**Short problem**: How many lines in the data below contain the string "glass", with case counting? Reply with the number alone.

**Material for the task**:
+-------+
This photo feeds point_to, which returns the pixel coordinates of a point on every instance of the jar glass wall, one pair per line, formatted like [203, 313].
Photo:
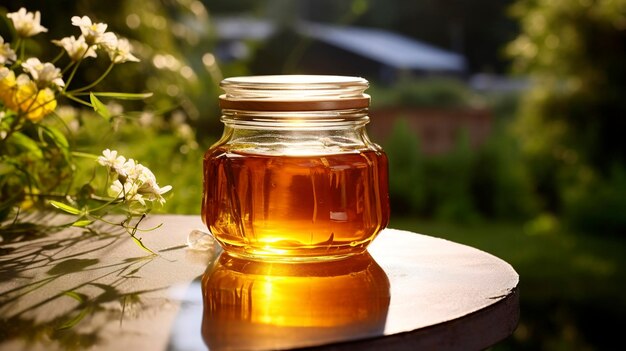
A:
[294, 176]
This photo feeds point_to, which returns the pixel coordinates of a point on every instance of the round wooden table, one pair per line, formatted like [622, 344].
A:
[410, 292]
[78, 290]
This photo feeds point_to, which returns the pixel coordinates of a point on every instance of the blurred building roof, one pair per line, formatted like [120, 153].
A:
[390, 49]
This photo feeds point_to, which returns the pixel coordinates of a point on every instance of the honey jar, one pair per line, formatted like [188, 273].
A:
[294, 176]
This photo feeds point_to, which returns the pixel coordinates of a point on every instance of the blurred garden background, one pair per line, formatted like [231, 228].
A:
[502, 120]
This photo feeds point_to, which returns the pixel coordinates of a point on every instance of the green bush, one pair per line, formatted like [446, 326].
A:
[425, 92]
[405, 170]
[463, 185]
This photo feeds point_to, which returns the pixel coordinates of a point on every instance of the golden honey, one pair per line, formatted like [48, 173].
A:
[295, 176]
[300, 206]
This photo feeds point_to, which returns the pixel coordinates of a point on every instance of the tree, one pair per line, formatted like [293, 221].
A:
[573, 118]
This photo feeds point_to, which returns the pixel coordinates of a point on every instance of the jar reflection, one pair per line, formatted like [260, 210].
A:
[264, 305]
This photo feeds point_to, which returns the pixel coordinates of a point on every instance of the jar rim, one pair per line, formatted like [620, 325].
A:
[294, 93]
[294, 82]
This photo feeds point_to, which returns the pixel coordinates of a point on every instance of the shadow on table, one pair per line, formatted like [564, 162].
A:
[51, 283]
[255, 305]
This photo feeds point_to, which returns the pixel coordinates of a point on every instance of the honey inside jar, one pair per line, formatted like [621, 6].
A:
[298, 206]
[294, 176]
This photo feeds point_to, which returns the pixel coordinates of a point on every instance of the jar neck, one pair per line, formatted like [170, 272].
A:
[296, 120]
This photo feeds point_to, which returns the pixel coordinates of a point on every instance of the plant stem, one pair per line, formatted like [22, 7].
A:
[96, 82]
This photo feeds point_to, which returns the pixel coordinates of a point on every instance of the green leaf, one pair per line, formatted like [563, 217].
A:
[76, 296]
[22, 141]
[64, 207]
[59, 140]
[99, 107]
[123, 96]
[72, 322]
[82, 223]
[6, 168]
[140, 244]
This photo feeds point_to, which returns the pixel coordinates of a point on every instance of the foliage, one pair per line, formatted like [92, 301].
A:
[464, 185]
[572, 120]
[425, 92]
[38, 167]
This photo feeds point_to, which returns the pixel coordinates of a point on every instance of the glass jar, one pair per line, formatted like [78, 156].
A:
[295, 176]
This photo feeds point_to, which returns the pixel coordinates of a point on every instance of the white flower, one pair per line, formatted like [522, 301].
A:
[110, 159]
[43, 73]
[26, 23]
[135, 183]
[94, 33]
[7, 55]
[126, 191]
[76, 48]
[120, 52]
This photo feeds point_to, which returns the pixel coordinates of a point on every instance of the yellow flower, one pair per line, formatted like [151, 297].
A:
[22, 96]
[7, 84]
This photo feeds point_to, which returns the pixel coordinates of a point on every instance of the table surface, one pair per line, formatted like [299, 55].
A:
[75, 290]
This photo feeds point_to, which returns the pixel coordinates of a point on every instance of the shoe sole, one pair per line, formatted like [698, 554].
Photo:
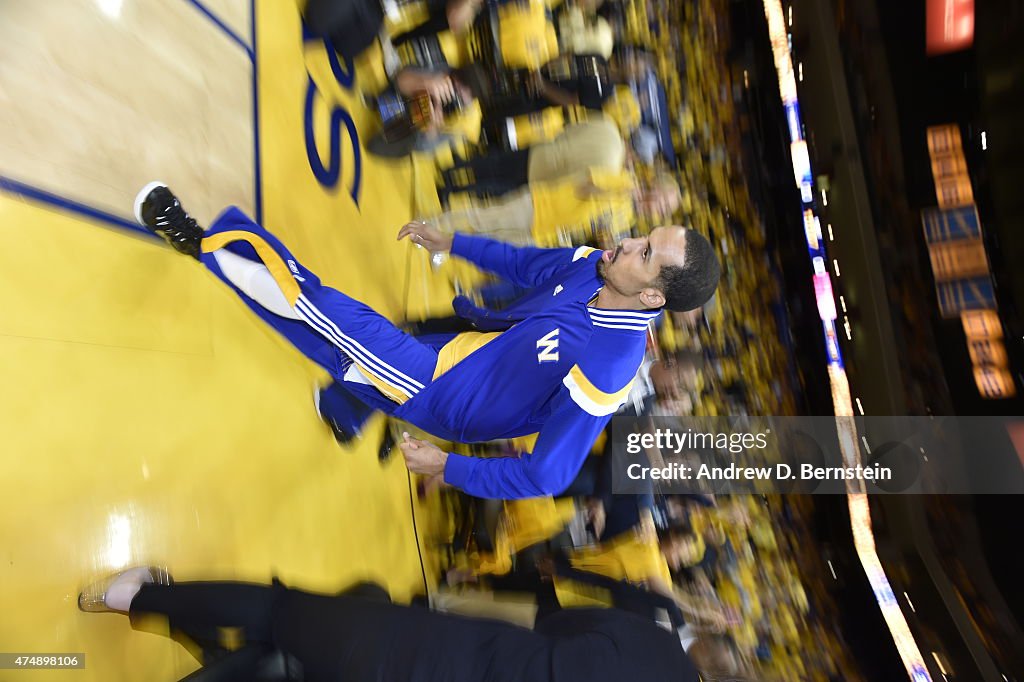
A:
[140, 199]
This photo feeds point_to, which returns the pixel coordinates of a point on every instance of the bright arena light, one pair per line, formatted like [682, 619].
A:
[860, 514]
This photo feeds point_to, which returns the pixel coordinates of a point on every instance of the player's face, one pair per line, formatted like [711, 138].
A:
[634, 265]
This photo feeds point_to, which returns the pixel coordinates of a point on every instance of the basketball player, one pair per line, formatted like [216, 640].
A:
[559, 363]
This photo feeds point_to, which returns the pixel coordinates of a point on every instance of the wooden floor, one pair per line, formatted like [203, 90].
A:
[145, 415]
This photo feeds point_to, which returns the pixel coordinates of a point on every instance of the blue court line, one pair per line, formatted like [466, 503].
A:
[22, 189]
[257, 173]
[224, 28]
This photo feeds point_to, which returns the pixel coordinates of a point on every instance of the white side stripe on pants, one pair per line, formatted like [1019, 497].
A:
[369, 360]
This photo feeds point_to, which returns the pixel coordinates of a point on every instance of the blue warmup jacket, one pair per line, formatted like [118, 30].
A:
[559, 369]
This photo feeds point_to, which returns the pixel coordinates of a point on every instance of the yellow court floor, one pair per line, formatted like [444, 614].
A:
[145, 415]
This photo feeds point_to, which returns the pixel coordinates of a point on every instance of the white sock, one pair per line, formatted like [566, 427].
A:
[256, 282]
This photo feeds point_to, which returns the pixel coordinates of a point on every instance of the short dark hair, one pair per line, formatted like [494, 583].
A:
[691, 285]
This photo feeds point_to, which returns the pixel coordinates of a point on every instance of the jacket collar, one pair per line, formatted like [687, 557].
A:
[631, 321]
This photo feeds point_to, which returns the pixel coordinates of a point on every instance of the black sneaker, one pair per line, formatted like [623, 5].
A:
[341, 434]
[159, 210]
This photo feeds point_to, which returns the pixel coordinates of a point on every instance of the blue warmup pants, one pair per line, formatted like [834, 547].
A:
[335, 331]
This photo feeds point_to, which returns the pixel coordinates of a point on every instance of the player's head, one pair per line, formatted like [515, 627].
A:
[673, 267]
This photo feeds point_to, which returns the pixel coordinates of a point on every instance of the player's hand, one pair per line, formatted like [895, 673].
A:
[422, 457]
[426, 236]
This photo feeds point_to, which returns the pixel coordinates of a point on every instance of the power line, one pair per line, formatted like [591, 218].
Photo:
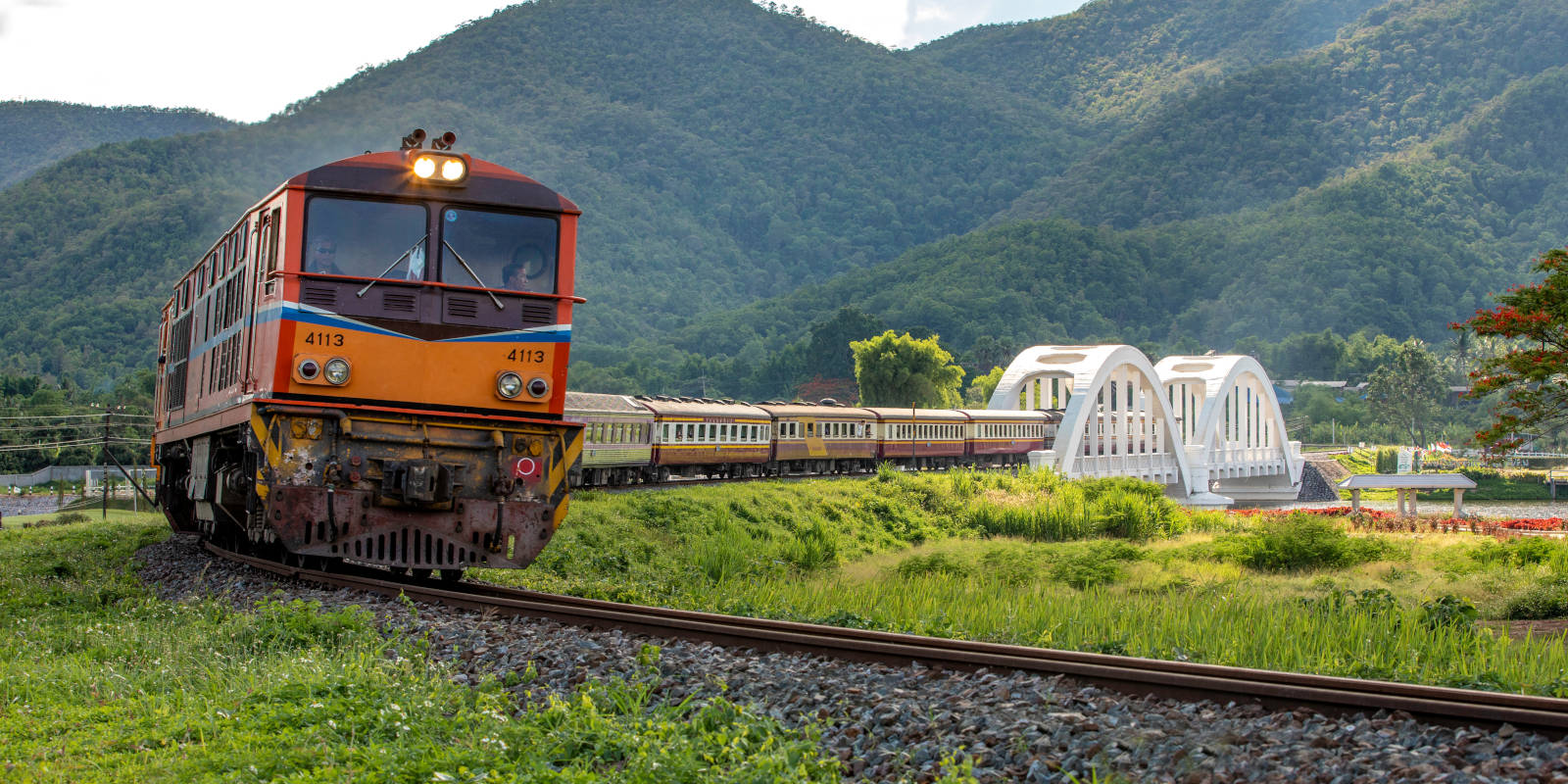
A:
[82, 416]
+-------+
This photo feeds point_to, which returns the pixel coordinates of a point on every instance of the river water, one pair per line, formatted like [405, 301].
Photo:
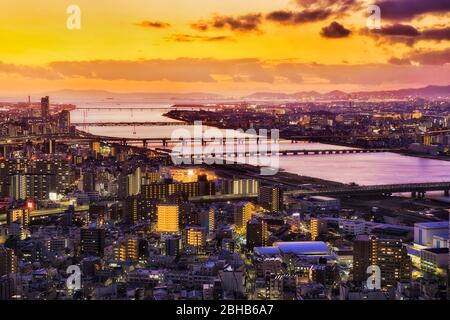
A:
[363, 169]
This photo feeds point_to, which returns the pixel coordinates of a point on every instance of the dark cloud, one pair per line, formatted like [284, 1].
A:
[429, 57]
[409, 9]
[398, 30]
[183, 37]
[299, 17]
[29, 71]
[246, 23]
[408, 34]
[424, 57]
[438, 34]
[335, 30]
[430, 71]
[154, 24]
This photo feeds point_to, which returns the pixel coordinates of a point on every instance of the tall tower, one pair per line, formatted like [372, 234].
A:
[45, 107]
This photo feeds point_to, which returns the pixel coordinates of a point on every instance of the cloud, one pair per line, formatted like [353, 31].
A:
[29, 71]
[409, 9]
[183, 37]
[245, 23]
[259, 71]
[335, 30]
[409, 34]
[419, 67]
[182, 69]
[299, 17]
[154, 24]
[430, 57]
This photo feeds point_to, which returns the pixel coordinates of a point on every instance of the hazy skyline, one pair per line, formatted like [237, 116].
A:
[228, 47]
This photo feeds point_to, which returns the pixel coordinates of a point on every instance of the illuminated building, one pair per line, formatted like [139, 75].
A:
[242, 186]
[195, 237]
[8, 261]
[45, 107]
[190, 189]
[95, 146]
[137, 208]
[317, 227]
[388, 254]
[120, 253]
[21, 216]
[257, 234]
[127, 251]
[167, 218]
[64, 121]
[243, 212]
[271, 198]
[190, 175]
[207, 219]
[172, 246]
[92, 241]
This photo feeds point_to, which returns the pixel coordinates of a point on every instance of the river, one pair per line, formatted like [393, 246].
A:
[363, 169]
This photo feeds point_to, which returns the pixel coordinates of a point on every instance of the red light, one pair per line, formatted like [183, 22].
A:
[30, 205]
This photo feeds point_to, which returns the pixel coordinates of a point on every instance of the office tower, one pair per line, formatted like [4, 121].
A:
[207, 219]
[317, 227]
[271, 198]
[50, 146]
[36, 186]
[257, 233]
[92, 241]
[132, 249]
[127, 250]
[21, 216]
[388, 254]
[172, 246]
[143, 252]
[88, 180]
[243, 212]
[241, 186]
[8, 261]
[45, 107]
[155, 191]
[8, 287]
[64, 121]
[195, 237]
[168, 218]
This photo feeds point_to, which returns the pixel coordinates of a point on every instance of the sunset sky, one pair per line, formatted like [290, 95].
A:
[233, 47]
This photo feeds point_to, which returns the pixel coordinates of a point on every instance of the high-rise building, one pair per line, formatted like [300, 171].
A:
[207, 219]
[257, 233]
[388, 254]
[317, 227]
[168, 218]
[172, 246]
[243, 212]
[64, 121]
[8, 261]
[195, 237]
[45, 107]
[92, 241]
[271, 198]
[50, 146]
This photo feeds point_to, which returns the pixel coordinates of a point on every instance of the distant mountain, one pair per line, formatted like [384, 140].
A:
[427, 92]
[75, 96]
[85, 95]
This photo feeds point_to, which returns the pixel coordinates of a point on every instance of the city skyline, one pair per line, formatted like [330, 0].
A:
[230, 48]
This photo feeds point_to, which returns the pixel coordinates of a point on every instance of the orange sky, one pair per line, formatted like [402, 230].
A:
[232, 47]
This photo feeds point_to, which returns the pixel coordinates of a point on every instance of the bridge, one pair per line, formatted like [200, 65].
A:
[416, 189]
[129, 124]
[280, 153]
+-------+
**Completed task**: 2